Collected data
────
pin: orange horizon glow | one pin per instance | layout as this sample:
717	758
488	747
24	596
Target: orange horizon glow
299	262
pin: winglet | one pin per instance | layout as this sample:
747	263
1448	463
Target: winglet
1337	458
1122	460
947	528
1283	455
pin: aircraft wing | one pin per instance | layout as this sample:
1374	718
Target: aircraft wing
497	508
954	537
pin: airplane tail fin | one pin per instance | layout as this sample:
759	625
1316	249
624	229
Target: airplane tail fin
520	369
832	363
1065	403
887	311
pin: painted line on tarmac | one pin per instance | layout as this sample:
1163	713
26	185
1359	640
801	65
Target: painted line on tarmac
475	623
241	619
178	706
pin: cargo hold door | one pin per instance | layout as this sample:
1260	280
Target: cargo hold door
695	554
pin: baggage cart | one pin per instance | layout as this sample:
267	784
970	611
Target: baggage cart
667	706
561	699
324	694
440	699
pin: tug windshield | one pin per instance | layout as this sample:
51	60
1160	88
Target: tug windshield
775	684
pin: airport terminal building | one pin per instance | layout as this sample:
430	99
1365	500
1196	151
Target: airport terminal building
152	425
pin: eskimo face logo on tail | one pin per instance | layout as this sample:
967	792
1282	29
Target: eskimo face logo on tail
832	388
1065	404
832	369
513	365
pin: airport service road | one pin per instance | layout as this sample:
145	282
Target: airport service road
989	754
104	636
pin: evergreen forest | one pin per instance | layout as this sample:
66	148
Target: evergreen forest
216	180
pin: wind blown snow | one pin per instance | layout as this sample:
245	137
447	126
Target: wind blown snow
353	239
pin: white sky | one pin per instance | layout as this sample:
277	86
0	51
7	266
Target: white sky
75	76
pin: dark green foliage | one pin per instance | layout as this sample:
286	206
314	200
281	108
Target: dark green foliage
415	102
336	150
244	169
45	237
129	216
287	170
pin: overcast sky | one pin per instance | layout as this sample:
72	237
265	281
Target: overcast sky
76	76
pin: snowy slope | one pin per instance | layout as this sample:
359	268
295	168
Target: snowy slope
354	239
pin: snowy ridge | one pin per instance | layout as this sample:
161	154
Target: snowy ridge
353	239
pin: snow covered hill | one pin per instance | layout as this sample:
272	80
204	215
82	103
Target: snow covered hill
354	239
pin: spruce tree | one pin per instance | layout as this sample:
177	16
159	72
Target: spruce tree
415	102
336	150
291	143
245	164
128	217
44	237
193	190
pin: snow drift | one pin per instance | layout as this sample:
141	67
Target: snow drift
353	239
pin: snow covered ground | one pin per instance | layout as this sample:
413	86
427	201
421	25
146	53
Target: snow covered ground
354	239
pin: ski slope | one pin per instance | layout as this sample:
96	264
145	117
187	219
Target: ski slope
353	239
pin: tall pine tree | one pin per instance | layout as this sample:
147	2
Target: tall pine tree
────
* The request: Reproduce every line from the line containing "pin: snow covered ground" through the end of the items, requests included, and shift each answer coordinate by adding 32 to it. Leave the sample layout numbers as they are.

* Final result:
pin: snow covered ground | one pin per instance | layout as this sample:
413	86
427	201
421	25
146	53
Target: snow covered ground
386	271
pin: ski slope | one pin per instance | layout as this sample:
96	264
145	117
187	219
Target: ski slope
385	271
pin: tall pine tree | one pin per instance | layout as this sample:
147	2
Target: tall pine tree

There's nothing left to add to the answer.